» **GIVEN DATA**:
# # # # # # #

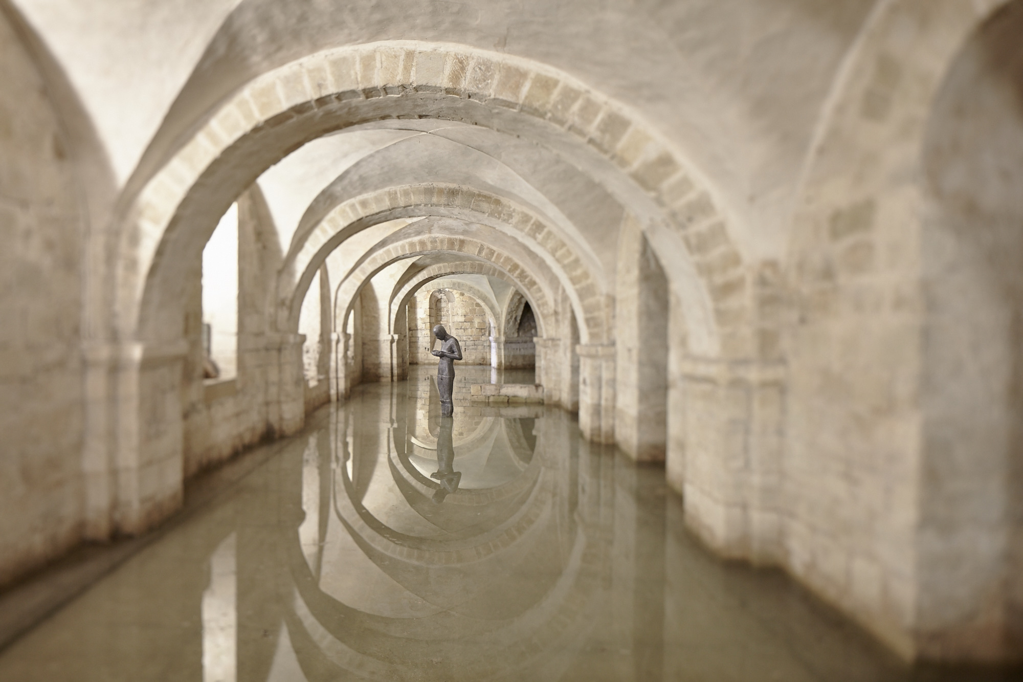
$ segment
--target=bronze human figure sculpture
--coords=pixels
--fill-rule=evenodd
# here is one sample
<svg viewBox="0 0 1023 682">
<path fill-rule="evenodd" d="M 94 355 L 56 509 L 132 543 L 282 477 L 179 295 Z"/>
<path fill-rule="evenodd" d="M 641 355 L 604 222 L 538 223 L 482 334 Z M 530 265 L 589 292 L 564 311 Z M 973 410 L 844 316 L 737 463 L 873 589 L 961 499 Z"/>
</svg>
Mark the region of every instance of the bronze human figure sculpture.
<svg viewBox="0 0 1023 682">
<path fill-rule="evenodd" d="M 454 361 L 461 359 L 461 346 L 458 339 L 447 333 L 442 325 L 434 327 L 434 336 L 441 342 L 440 350 L 430 352 L 441 358 L 437 366 L 437 392 L 441 394 L 441 415 L 450 417 L 454 414 L 454 403 L 451 401 L 454 392 Z"/>
</svg>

# # # # # # #

» **GOAL**: Copy every row above verbatim, leaving out the pictures.

» **REPLY**:
$ segment
--target=bronze human figure sculpture
--coords=pixels
--fill-rule=evenodd
# here is one sample
<svg viewBox="0 0 1023 682">
<path fill-rule="evenodd" d="M 94 355 L 56 509 L 132 543 L 282 477 L 179 295 Z"/>
<path fill-rule="evenodd" d="M 641 355 L 604 222 L 538 223 L 482 334 Z M 530 265 L 589 292 L 564 311 Z M 973 410 L 844 316 L 737 463 L 873 589 L 961 499 Z"/>
</svg>
Mark the region of every instance of the bronze human figure sculpture.
<svg viewBox="0 0 1023 682">
<path fill-rule="evenodd" d="M 454 361 L 461 359 L 461 346 L 458 339 L 447 333 L 442 325 L 434 327 L 434 336 L 441 342 L 440 350 L 430 352 L 441 358 L 437 366 L 437 392 L 441 394 L 441 415 L 450 417 L 454 414 L 454 403 L 451 401 L 454 392 Z"/>
</svg>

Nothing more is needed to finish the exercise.